→ **Work instructions**
Copy out every line of the records below, changing nothing.

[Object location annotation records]
********

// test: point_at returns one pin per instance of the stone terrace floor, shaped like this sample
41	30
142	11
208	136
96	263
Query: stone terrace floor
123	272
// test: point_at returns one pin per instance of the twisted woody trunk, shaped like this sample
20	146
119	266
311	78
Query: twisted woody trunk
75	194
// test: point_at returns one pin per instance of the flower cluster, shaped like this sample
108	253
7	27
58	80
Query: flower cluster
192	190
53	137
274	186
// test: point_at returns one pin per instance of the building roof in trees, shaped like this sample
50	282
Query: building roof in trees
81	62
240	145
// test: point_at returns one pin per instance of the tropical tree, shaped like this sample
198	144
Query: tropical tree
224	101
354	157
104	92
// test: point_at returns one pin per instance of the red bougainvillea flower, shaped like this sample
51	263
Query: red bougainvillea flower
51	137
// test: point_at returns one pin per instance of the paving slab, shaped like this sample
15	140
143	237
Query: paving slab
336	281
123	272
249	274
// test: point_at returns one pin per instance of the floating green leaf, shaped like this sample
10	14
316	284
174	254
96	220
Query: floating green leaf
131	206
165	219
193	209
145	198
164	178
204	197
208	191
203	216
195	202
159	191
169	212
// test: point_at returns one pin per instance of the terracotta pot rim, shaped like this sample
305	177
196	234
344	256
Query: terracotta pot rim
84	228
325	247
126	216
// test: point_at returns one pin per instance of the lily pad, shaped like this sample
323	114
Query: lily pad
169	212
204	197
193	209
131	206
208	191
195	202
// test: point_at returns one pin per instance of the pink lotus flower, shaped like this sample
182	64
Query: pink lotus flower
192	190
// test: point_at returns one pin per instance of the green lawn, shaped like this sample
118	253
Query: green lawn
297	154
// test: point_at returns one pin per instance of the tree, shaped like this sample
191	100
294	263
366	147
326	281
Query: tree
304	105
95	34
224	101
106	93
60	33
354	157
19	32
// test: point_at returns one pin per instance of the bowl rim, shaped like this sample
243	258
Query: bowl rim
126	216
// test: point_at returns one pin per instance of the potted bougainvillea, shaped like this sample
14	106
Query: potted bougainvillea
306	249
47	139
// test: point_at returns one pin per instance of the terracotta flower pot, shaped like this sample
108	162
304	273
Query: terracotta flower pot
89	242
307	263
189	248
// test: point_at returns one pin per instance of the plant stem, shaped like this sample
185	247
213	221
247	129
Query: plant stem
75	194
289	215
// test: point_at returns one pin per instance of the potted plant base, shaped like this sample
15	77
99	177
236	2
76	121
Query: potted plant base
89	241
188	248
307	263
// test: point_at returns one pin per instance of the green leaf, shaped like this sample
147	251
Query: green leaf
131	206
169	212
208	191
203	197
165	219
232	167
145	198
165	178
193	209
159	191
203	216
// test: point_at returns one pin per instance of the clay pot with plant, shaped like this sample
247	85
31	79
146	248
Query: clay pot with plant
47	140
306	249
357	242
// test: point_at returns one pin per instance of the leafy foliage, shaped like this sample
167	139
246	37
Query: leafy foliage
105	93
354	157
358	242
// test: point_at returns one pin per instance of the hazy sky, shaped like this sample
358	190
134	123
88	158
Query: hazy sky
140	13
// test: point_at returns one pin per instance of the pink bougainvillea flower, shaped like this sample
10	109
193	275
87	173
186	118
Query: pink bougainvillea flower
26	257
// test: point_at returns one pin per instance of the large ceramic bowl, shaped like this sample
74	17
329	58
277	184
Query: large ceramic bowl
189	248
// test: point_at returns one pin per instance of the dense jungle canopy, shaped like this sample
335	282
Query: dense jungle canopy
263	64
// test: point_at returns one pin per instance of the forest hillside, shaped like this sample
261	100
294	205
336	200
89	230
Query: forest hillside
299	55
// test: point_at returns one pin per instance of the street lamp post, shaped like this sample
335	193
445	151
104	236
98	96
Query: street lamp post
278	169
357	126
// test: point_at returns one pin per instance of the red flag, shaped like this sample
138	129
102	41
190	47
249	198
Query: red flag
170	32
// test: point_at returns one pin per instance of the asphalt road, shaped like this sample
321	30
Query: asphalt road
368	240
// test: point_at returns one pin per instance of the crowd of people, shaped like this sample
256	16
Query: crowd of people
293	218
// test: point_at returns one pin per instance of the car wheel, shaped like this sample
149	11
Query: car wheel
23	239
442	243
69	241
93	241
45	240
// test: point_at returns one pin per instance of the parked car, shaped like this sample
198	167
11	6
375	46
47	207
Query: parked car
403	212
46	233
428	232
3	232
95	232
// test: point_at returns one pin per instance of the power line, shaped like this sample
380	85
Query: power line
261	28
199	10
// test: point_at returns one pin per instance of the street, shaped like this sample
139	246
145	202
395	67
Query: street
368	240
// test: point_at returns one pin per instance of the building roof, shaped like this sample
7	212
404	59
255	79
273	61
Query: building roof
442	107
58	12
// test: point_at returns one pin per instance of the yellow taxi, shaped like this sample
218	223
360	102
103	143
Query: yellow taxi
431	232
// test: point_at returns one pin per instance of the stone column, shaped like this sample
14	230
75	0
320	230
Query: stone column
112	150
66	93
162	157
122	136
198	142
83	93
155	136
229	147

********

→ **Exercise output**
// test: point_at returns one pin per instance of the stone terrace floor, shaped like this sample
41	30
142	11
208	136
96	263
Query: stone terrace floor
123	272
// test: point_at returns one pin per instance of the twisted woody trunk, shaped like this sample
20	146
119	266
311	78
Query: twisted woody trunk
75	194
// test: point_at returns one pin per instance of the flower cluster, shaped like this sample
108	253
7	27
58	80
Query: flower cluster
192	190
53	137
274	186
// test: point_at returns one pin per instance of the building roof in trees, shaped like this sample
50	282
Query: building roof in trees
81	62
240	145
// test: point_at returns one pin per instance of the tropical tree, shaped like this sample
198	144
Query: tropical tree
224	101
354	157
104	92
// test: point_at returns one pin per instance of the red bougainvillea flower, shaped like this sample
51	263
Query: red bougainvillea flower
51	137
// test: point_at returns one pin per instance of the paving slab, shaped like this sample
15	140
143	237
Query: paving slab
336	281
123	272
249	274
// test: point_at returns one pin per instance of the floating green leaf, shaped like this sample
10	14
316	284
174	254
96	220
Query: floating green leaf
131	206
165	219
193	209
145	198
164	178
204	197
208	191
203	216
195	202
159	191
169	212
// test: point_at returns one pin per instance of the terracotta pot rim, shaped like this sample
305	177
196	234
344	256
Query: terracotta pot rim
84	228
325	247
126	216
// test: point_at returns one pin per instance of the lily pad, shaped like this sample
323	114
Query: lily pad
169	212
204	197
193	209
131	206
208	191
195	202
// test: point_at returns one pin per instance of the pink lotus flower, shaped like this sample
182	64
Query: pink lotus flower
192	190
// test: point_at returns one pin per instance of the green lawn, shaped like this sample
118	253
Query: green lawn
297	154
// test: point_at returns one pin per instance of the tree, shaped like this sample
191	100
294	263
366	147
326	281
Query: tree
304	105
95	34
224	101
106	93
60	33
354	157
19	32
// test: point_at returns one pin per instance of the bowl rim, shaped like this sample
243	258
Query: bowl rim
126	216
// test: point_at returns one pin per instance of the potted bougainvillea, shaped like this sample
14	106
Query: potted bougainvillea
306	249
47	139
// test: point_at returns one pin per instance of the terracotta flower pot, shaped like this sample
108	162
304	273
Query: terracotta flower pot
89	242
307	263
189	248
// test: point_at returns one pin per instance of the plant stem, shaped like this sample
185	247
213	221
247	129
Query: plant stem
75	194
289	215
// test: point_at returns one pin per instance of the potted plant base, shaped like this sample
15	77
99	177
236	2
76	121
Query: potted plant base
89	241
188	248
307	263
// test: point_at returns one pin per instance of the green leaf, shaped like this sample
147	251
Query: green leaf
131	206
169	212
208	191
203	197
165	219
232	167
145	198
165	178
193	209
159	191
203	216
// test: point_at returns one pin per instance of the clay pot with plant, shaped like this sample
247	85
31	79
146	248
Query: clay pot with plant
47	140
306	249
357	242
// test: point_at returns one pin per instance of the leafy foliage, shaped like this sample
167	139
246	37
Query: leafy foliage
105	93
354	157
358	242
// test: point_at returns one pin per instance of the hazy sky, shaped like this sample
358	190
134	123
88	158
Query: hazy sky
140	13
// test: point_at returns one pin per instance of the pink bougainvillea flower, shaped like this sample
10	109
193	275
87	173
186	118
Query: pink bougainvillea flower
26	257
// test: point_at returns one pin per instance of the large ceramic bowl, shaped like this sample
74	17
329	58
277	184
Query: large ceramic bowl
189	248
// test: point_at returns one pin per instance of the dense jungle canopy, shaped like this sample
335	282
Query: dense jungle canopy
263	64
// test: point_at returns one pin per instance of the forest hillside, shaped like this sample
261	100
294	205
336	200
89	230
Query: forest hillside
299	55
// test: point_at returns one pin per instance of the street lamp post, shaped like this sample
335	193
445	151
104	236
98	96
Query: street lamp post
278	169
357	126
// test: point_at returns one pin per instance of the red flag, shaped like this sample
138	129
102	41
190	47
249	198
Query: red flag
170	32
// test: point_at returns one pin per instance of the asphalt road, shaped like this sample
321	30
Query: asphalt road
368	240
// test: point_at returns one pin per instance of the crowd of people, shaped like this sample
256	16
Query: crowd of people
293	218
// test: point_at returns one pin per instance of the car wheel, shaped like this sample
149	11
Query: car wheel
23	239
442	243
69	241
93	241
45	240
// test: point_at returns one pin per instance of the parked car, shaped like this sample
198	167
11	6
375	46
47	207
Query: parked car
403	212
46	233
428	232
3	232
95	232
// test: point_at returns one pin per instance of the power line, shaped like this sample
380	85
Query: power line
261	28
199	10
// test: point_at returns one pin per instance of the street, shaped like this sample
139	246
145	202
395	67
Query: street
368	240
// test: point_at returns one pin per instance of the building roof, shaped like this sample
7	212
404	59
255	79
273	61
Query: building roof
442	107
58	12
// test: point_at returns one pin per instance of the yellow taxi, shaped like this sample
218	223
360	102
103	143
Query: yellow taxi
431	232
// test: point_at returns one pin per instance of the stone column, shaped like this sample
14	230
75	0
320	230
Query: stone column
112	150
66	93
162	157
122	136
198	142
83	93
155	136
229	147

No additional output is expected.